**The task:**
Without including any pictures, write out the listing below exactly.

**Given records:**
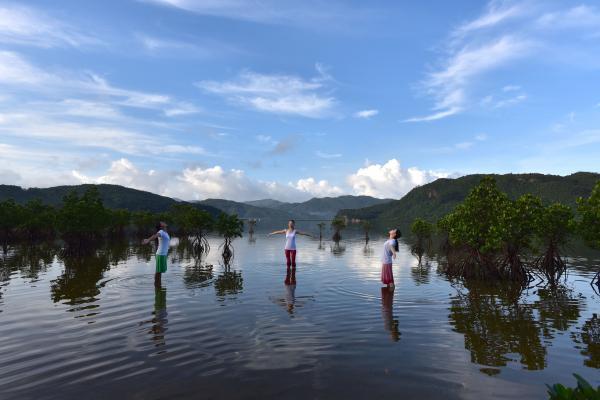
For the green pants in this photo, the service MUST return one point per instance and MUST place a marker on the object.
(161, 263)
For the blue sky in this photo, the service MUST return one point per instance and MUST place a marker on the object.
(290, 100)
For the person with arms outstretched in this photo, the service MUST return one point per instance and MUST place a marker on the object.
(390, 248)
(290, 242)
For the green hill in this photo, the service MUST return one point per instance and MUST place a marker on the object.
(438, 198)
(268, 218)
(113, 196)
(328, 207)
(319, 207)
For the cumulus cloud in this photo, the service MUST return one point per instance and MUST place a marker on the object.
(390, 180)
(316, 188)
(506, 32)
(275, 93)
(366, 114)
(26, 26)
(309, 13)
(198, 183)
(449, 85)
(321, 154)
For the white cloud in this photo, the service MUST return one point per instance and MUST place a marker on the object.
(264, 138)
(17, 72)
(26, 26)
(327, 155)
(29, 168)
(99, 136)
(366, 114)
(277, 94)
(389, 180)
(316, 188)
(198, 183)
(581, 16)
(450, 84)
(309, 13)
(435, 116)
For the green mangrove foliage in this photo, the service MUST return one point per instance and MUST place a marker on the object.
(489, 235)
(422, 232)
(229, 227)
(583, 391)
(338, 224)
(193, 223)
(589, 224)
(82, 221)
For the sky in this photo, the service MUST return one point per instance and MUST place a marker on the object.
(290, 100)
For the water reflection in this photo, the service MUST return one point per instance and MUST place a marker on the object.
(496, 325)
(588, 340)
(78, 283)
(558, 309)
(420, 273)
(159, 320)
(390, 323)
(197, 275)
(337, 249)
(290, 290)
(28, 259)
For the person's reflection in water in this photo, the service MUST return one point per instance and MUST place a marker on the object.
(290, 290)
(159, 322)
(390, 324)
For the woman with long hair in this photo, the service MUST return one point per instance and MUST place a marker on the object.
(290, 242)
(390, 248)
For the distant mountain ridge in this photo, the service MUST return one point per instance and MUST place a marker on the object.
(113, 196)
(274, 213)
(270, 213)
(436, 199)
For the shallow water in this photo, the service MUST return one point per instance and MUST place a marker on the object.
(96, 327)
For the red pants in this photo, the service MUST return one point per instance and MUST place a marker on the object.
(290, 256)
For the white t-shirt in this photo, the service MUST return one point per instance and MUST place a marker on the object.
(386, 257)
(290, 240)
(163, 243)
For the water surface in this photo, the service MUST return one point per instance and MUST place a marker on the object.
(96, 327)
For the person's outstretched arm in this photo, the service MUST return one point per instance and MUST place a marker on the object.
(151, 238)
(304, 234)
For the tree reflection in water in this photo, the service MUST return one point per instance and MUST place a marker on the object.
(589, 336)
(558, 309)
(495, 325)
(159, 320)
(387, 311)
(420, 273)
(29, 259)
(229, 282)
(79, 282)
(197, 275)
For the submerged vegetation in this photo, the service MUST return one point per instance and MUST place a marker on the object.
(82, 222)
(229, 227)
(583, 391)
(338, 224)
(490, 236)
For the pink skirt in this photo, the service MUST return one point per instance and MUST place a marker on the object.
(386, 274)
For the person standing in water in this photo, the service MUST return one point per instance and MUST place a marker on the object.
(390, 248)
(290, 242)
(162, 249)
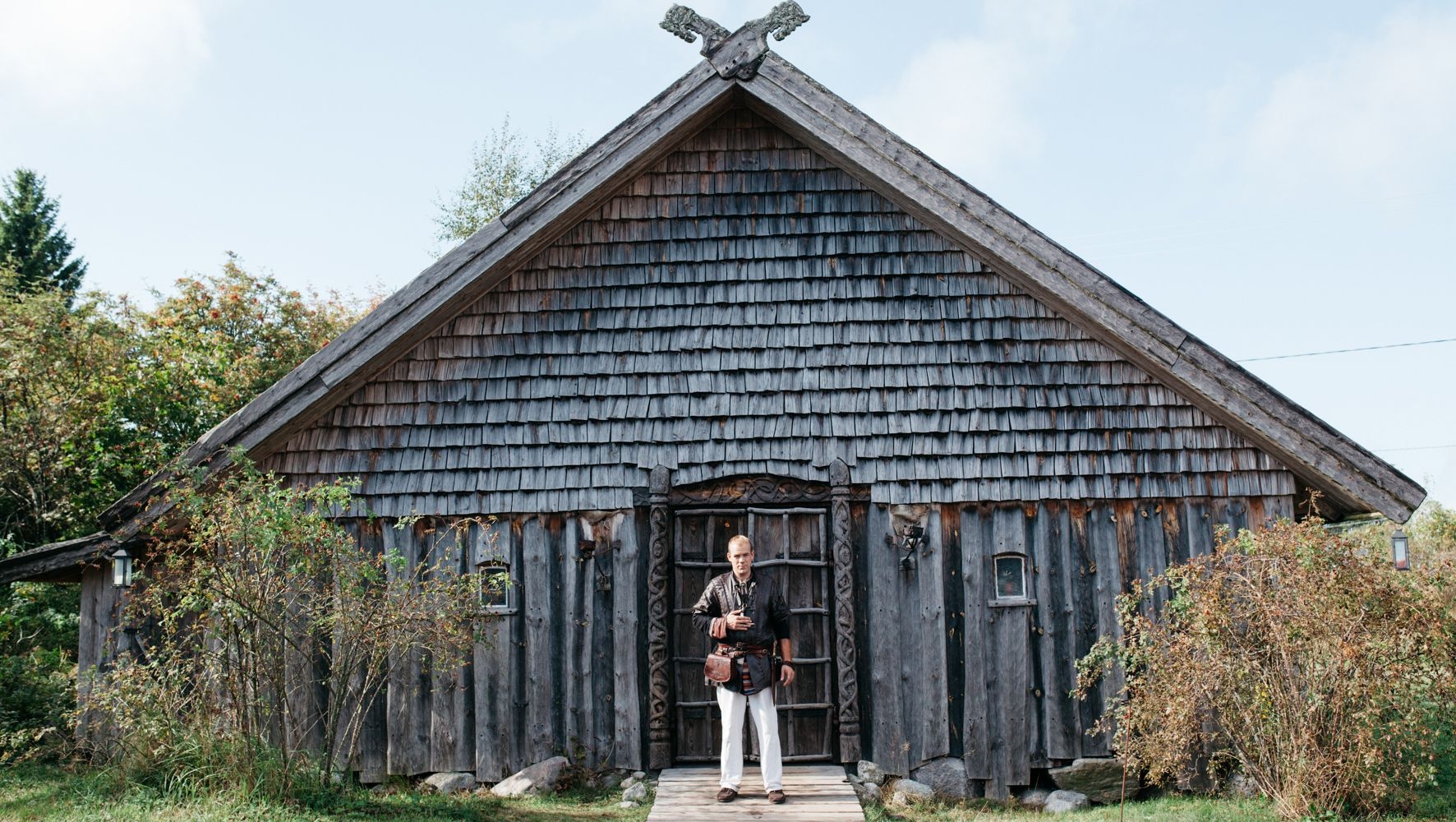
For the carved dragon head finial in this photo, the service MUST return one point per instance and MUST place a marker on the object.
(737, 54)
(782, 19)
(686, 24)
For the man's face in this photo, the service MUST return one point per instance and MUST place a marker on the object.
(740, 557)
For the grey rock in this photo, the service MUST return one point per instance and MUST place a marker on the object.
(1099, 778)
(945, 777)
(1238, 784)
(536, 778)
(1034, 797)
(1065, 801)
(909, 792)
(867, 793)
(450, 782)
(871, 773)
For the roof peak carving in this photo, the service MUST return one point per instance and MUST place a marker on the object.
(735, 54)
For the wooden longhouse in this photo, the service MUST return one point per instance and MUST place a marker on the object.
(750, 308)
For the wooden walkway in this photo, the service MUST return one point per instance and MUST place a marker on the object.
(818, 793)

**Response below:**
For the green pants in this photo, the service MUST return one point per instance and MUST place a marker on the object.
(161, 263)
For the blue sky in this photo, the service MUST return one point per instance and MUST place a marker on the object.
(290, 100)
For the person with arms outstretched in this photo, the service MUST return one point per instance and MUST place a marker on the object.
(390, 248)
(290, 242)
For the green hill in this photo, the service MUST return one point per instance and MUST place a marker on the object.
(438, 198)
(268, 218)
(113, 196)
(328, 207)
(319, 207)
For the cumulus cloud in this photo, the service MUST return one point per instance and MUST place a marker on the object.
(390, 180)
(316, 188)
(506, 32)
(275, 93)
(366, 114)
(26, 26)
(309, 13)
(198, 183)
(449, 85)
(321, 154)
For the white cloud in this photo, the service MUST return one point per instance and MUST place a marker on the object.
(264, 138)
(17, 72)
(26, 26)
(327, 155)
(29, 168)
(99, 136)
(366, 114)
(277, 94)
(389, 180)
(316, 188)
(198, 183)
(581, 16)
(450, 84)
(309, 13)
(435, 116)
For the green mangrove foliage in this photo, the service MUST return one point per instance and MUST place a marker on the object.
(489, 235)
(422, 232)
(229, 227)
(583, 391)
(338, 224)
(193, 223)
(589, 224)
(82, 221)
For the sky in this photo, the service MUST return one point per instance and MUST place a marker on the object.
(290, 100)
For the water reflection in this photo, the service MUST return one point per instance and MUST place a marker on the object.
(496, 325)
(588, 340)
(78, 283)
(558, 309)
(420, 273)
(159, 320)
(390, 323)
(197, 275)
(337, 249)
(290, 290)
(28, 259)
For the person's reflection in water in this photo, the service MUST return one point per instance and MUST place a marker on the object.
(290, 290)
(159, 322)
(390, 324)
For the woman with long hair in this photo, the service MUST return one point per instance and MUST place a marker on the object.
(290, 242)
(390, 248)
For the distant mountain ridge in this photo, the service MUST return one point per instance and MUST place a marker on the object.
(113, 196)
(274, 213)
(270, 213)
(436, 199)
For the shallow water in this photo, the service MUST return one point per instance and MUST place a marker on the object.
(96, 327)
For the red pants in this photo, the service MUST return one point per instance and MUST place a marker on the object.
(290, 256)
For the white t-shirt in this photo, the service MUST return one point per instance and MUST place a marker on the object.
(386, 257)
(290, 240)
(163, 243)
For the water surface in this photo, the service MUST return one point per instance and MUST place a marker on the object.
(96, 327)
For the person's outstretched arm in this photo, the service MUST return one point per instance and MUST place a marker on the object.
(151, 238)
(304, 234)
For the tree reflection in water in this photo, the service MUST return one point per instance and MUST place a marker on the object.
(589, 336)
(558, 309)
(495, 325)
(159, 320)
(387, 311)
(420, 273)
(29, 259)
(229, 282)
(79, 282)
(197, 275)
For the submerged vegetation in this photo, the service MUST return one point per instance and MUST place a marker on the object.
(82, 222)
(229, 227)
(583, 391)
(338, 224)
(490, 236)
For the pink skirt in this photo, the service MUST return one point per instance and MUST place a marker on the object.
(386, 274)
For the person standing in water in this photo, the service MUST return one point per instance and MUST place a marker on the object.
(390, 248)
(290, 242)
(162, 249)
For the carved dragon head finial in this photo, the service MUST return one point per instance and MUST place a marker on the object.
(737, 54)
(782, 19)
(686, 24)
For the man's face in this photo, the service MUST return one point per instance and MUST place a marker on the object.
(740, 557)
For the grey rock in this photo, the service MUST return one point per instance and MUST place a marker on the object.
(1099, 778)
(945, 777)
(1238, 784)
(536, 778)
(1034, 797)
(1065, 801)
(909, 792)
(867, 793)
(450, 782)
(871, 773)
For the roof peak carving in this photo, the service MUST return one point per instance and MUST place a marker on the object.
(735, 54)
For the wooden longhouse in this photo, the service MUST return one point per instance and MUST place a marker on the object.
(750, 308)
For the wooden walkway in this photo, the service MUST return one point per instance and MUST place a marker on the object.
(818, 793)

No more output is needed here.